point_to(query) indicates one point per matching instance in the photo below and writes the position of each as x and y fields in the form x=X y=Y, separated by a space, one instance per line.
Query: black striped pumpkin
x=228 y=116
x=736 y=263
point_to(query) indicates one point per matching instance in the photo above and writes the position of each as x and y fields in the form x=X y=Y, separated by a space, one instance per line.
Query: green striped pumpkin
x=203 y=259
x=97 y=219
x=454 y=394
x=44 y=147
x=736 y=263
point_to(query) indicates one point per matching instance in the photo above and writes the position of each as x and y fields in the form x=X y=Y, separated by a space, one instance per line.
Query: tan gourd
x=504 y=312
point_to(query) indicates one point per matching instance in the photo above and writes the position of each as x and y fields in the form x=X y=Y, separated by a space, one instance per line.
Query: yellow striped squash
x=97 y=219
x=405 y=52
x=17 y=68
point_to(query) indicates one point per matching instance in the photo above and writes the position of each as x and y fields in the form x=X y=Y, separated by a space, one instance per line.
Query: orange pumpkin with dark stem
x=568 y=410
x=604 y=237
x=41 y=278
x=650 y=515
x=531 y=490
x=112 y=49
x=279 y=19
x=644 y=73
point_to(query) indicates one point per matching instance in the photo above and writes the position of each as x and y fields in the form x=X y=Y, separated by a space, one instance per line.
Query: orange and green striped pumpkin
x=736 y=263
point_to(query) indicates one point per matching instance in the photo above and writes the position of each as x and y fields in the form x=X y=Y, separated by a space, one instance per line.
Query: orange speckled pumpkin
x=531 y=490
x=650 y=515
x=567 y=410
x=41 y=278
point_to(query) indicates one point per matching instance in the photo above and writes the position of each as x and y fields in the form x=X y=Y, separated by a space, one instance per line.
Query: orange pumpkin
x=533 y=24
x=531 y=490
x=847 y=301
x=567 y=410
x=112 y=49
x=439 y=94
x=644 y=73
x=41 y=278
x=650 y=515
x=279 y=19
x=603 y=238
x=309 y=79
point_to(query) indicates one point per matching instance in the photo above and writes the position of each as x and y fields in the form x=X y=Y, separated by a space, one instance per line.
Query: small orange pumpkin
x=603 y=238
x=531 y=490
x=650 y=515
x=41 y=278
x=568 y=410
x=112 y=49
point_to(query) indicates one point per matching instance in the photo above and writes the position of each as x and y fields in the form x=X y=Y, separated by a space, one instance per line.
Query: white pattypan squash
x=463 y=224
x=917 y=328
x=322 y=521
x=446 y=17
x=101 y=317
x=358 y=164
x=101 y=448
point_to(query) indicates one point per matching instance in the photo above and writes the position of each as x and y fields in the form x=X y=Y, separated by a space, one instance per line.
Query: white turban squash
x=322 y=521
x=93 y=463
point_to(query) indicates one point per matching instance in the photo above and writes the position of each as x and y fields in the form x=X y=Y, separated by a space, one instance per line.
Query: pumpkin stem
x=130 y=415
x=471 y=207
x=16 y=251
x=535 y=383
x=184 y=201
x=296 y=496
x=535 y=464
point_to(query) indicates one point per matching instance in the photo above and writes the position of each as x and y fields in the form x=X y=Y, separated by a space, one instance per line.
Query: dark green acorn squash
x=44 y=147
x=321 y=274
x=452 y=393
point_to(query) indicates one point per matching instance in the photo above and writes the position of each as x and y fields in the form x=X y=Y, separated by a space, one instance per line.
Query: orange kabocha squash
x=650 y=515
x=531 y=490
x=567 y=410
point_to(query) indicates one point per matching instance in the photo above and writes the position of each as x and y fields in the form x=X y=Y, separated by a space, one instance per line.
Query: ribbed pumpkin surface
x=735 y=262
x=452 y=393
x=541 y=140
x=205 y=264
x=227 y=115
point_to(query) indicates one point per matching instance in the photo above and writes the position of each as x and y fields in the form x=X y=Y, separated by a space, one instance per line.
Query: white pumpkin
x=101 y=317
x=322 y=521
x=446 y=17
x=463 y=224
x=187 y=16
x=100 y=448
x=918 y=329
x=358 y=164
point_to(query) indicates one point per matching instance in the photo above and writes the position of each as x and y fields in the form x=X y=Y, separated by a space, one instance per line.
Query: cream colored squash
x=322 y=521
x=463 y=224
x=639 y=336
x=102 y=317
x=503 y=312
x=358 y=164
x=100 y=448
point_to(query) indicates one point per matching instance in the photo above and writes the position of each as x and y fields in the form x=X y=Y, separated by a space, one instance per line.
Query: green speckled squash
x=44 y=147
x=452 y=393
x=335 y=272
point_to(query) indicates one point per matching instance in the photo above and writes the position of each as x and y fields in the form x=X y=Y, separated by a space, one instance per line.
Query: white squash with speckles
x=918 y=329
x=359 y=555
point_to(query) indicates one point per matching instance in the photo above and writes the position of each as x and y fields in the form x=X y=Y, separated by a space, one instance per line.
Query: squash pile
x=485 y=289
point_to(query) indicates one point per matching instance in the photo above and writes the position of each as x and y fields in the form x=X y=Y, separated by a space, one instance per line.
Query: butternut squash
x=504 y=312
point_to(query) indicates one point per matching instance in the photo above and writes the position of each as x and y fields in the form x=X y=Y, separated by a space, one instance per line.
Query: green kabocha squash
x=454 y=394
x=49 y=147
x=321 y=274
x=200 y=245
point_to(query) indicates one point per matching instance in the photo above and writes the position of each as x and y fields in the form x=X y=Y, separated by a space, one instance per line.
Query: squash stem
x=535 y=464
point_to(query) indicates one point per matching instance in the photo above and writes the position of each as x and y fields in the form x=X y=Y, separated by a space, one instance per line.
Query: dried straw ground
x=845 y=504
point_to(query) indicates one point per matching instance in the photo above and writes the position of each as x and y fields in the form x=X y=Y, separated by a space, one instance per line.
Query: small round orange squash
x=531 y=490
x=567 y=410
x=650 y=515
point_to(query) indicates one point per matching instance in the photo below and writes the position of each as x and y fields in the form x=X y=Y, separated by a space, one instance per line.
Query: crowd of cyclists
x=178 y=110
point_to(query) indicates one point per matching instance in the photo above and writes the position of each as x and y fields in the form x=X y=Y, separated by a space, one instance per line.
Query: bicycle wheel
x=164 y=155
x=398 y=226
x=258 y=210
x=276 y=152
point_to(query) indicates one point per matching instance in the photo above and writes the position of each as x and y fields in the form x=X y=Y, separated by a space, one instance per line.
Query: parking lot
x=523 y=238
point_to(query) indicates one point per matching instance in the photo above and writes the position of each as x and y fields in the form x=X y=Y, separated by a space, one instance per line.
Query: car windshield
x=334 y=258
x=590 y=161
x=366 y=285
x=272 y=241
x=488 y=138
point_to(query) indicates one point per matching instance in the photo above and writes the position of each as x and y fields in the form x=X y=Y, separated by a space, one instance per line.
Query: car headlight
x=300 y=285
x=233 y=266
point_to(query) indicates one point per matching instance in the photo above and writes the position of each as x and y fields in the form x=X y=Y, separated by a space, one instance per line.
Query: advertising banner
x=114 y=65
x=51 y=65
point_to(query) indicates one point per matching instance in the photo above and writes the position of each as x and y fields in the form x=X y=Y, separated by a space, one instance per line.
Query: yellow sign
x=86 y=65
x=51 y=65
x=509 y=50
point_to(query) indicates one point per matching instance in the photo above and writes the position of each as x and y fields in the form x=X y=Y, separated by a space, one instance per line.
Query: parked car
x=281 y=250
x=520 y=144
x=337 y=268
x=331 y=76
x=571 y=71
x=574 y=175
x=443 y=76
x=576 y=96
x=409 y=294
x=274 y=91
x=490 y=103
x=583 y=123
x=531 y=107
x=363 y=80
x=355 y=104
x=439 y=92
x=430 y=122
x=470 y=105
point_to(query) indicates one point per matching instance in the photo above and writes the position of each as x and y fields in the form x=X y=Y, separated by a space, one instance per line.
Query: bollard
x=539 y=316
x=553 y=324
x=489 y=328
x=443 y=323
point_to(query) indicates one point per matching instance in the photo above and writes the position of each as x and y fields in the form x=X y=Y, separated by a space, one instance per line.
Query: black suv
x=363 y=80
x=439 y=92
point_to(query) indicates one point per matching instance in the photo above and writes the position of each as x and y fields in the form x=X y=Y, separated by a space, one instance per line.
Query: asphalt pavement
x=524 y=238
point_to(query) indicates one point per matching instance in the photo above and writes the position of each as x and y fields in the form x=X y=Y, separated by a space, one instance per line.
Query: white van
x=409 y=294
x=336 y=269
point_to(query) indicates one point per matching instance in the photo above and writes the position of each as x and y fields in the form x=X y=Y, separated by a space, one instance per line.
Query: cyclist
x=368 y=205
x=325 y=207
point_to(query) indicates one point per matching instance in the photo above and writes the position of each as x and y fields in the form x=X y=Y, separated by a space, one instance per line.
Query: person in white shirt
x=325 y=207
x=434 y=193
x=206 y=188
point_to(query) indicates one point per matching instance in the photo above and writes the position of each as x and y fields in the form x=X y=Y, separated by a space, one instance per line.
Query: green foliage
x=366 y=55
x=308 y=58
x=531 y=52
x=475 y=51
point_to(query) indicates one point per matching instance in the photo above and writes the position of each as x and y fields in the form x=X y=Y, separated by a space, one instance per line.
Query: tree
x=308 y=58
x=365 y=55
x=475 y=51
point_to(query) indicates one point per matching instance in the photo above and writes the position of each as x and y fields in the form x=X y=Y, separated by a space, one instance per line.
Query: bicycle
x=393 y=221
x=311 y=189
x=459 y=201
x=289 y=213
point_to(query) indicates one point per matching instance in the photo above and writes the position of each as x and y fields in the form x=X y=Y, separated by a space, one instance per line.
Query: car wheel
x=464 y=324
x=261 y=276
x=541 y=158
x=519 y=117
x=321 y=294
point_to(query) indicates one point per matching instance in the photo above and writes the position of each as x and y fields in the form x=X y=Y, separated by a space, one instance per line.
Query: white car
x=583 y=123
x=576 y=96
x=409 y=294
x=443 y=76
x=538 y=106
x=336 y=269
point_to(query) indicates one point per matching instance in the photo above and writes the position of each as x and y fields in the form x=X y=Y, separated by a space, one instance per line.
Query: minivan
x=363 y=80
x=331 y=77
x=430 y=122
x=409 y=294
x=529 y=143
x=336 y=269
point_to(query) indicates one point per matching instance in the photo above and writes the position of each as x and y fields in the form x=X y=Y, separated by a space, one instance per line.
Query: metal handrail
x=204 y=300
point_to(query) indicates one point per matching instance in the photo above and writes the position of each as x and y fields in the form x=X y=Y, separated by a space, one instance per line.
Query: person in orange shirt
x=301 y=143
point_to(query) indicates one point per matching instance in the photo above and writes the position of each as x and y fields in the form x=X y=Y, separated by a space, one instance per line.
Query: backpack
------------------------
● **PROMPT**: Write out the line containing "Query: tree" and every line after it through the end of the entries. Keep each one exactly as it is, and add nothing.

● **ANSWER TO THIS EXERCISE**:
Query: tree
x=308 y=58
x=365 y=55
x=475 y=51
point_to(query) indicates one point per matching instance in the photo above and writes the position of each as x and y fields in the form x=X y=Y, separated by a space, one instance per line.
Query: bicycle
x=393 y=221
x=311 y=189
x=459 y=201
x=289 y=213
point_to(query) indicates one point per matching instance in the photo above and writes the position of each as x and y fields in the form x=X y=Y, separated by a space, one instance per line.
Query: car wheel
x=464 y=324
x=261 y=276
x=541 y=158
x=519 y=117
x=321 y=294
point_to(query) indicates one point per matching instance in the photo above and writes the position of each as x and y fields in the form x=X y=Y, separated by a space, one instance per line.
Query: white car
x=583 y=123
x=576 y=96
x=409 y=294
x=443 y=76
x=538 y=106
x=336 y=269
point_to(query) indicates one point per matching instance in the photo above and writes the position of each as x and y fields in the form x=X y=Y, separated by a space, one instance per line.
Query: minivan
x=363 y=80
x=331 y=77
x=430 y=122
x=409 y=294
x=529 y=143
x=336 y=269
point_to(query) indicates one point per matching instance in the photo above and writes the position of each as x and y fields in the form x=X y=Y, separated by a space, one instance per line.
Query: metal handrail
x=204 y=300
point_to(query) indicates one point per matching instance in the photo above and writes the position of each as x and y fields in the form x=X y=Y, separated by a space, one instance per line.
Query: person in orange shirt
x=301 y=143
point_to(query) indicates one point per matching instance in the photo above and writes the position of each as x and y fields in the form x=X y=Y, separated by a space, one instance per line.
Query: backpack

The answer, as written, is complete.